*** Document segment

To solve this issue at the foot of El Misti Volcano (Arequipa, Peru), we conducted surveys in lahars (debris flows on and from volcanic slopes)-prone areas and unexposed ones. The methodology is based on self-administrated questionnaires (N = 209). The results show that respondents endow legitimacy in risk reduction (more than 70%) to a national authority (Defensa Civil) in charge of the management of risk in the city of Arequipa. More than 64% of the respondents consider that they are not sufficiently informed on the behaviours to adopt in case of a disaster. It leads to a weak implication of the respondents in the adoption of individual initiatives to protect themselves (23%) and to important expectations towards authorities’ actions in decreasing their vulnerability (50%).

Conclusion

Such results are relevant to other context as mentioned in the literature: knowing the nature of the link between self-protection, prevention policies and national regulation is essential to decide the best way to manage risk.

******
*** Collected data

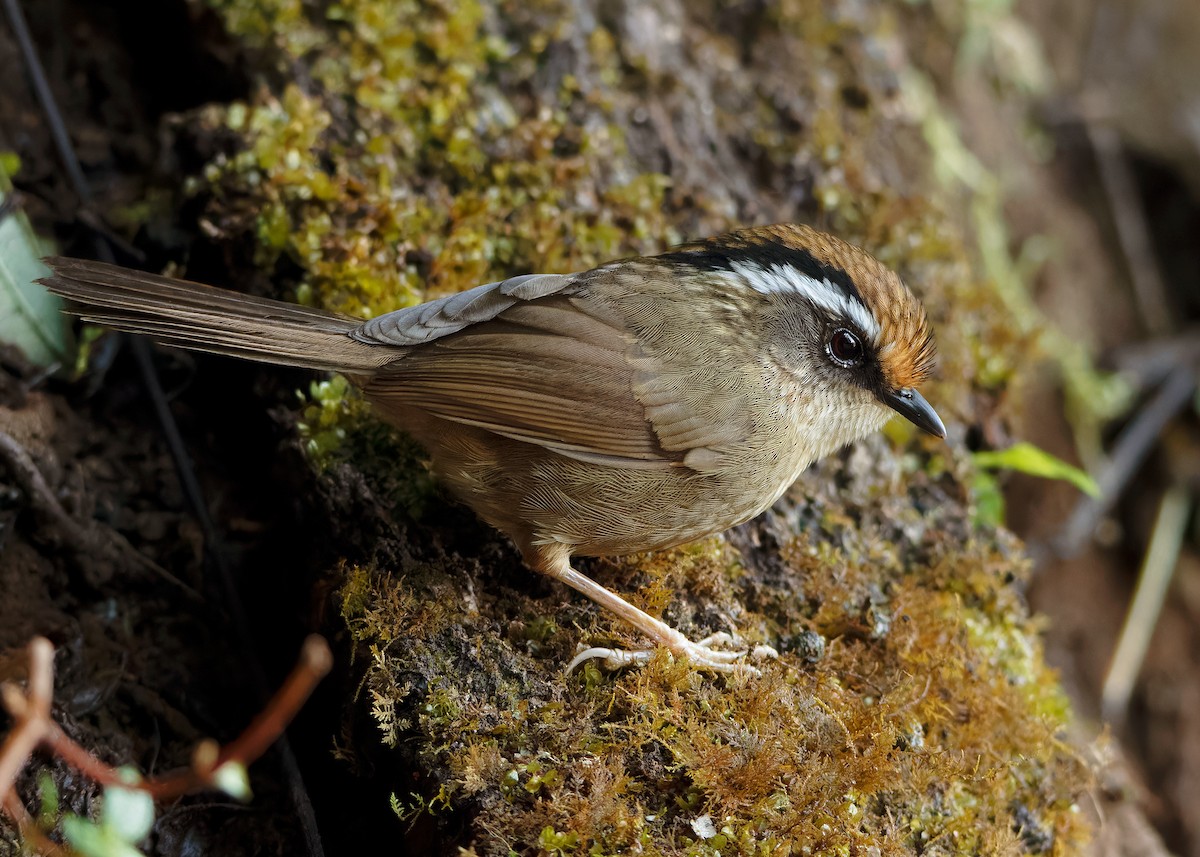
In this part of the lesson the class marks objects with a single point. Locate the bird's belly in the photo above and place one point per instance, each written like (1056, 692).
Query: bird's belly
(537, 496)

******

* [Requirement 1]
How many self-administered questionnaires were collected in the El Misti lahar study?
* [Requirement 2]
Please list every percentage reported in the El Misti lahar study, along with what each one measures.
* [Requirement 3]
Continue the El Misti lahar study from its final sentence.

* [Task output 1]
209

* [Task output 2]
- More than 70%: respondents who grant legitimacy in risk reduction to Defensa Civil.
- More than 64%: respondents who feel they are not sufficiently informed on the behaviors to adopt in a disaster.
- 23%: respondents' involvement in individual initiatives to protect themselves.
- 50%: respondents' expectations toward authorities' actions to decrease their vulnerability.

* [Task output 3]
Keywords

  • Risk representation
  • Information
  • Communication
  • Risk management
  • Surveys

Background

The literature abounds in studies questioning the representation of population exposed to natural hazard (Grothmann and Reusswig 2006; Joffe 2003; Paton et al., 2000; Perry and Lindell 2008; Renn 2004; Sjöberg 2000; Slovic et al. 2004; Slovic and Peters 2006; Wachinger et al. 2013; November and Leanza 2016). This literature also assumes that preventive information campaigns impacts on the individuals’ behaviours exposed to hazards, whether they are natural or technological (Brilly and Polic 2005; Lowrey et al. 2007; Weinstein 1989). These studies conclude that informing the population of the risk they are exposed to should contribute to increase adoption of protection measures, to reduce the potential damages of disasters and should help to make the risks more acceptable for the society. In the case of natural hazards, the literature highlights that a link exists between preventive information and the behaviour of individuals during a crisis, even if the nature of this relation is constantly questioned (Brilly and Polic 2005; Cutter et al., 2003; Lindell and Barnes 1989). This study pursues an in-depth reflection on this issue, by focusing on the part of risk representation and the legitimacy of its management in individuals’ behaviours.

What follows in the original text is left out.